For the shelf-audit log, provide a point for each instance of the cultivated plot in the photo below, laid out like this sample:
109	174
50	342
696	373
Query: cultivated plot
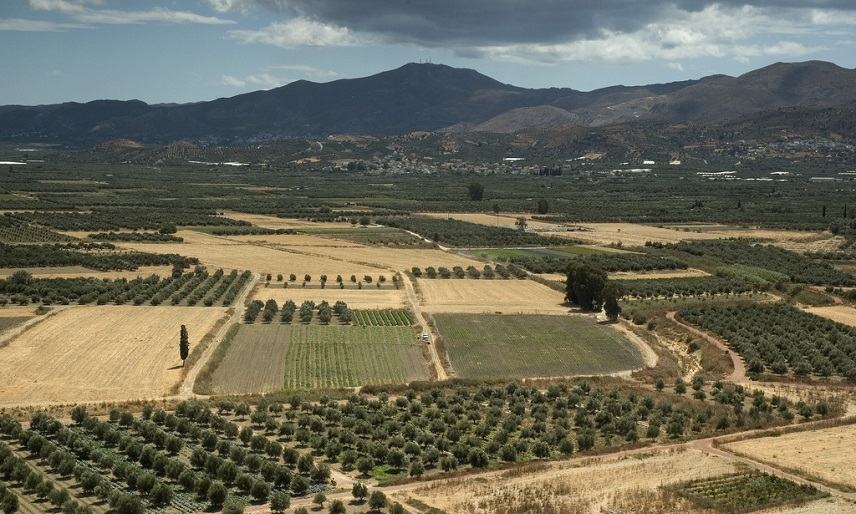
········
Aufgabenstellung: Geben Sie die Zeilen der obigen Datensätze unverändert wieder und lassen Sie dabei die Bilder weg.

Lösung:
For the shelf-audit log, provide a point for each instance of the cultivated plot in the photo below, laid out like this sample:
109	174
50	342
696	373
Query: cultivated plot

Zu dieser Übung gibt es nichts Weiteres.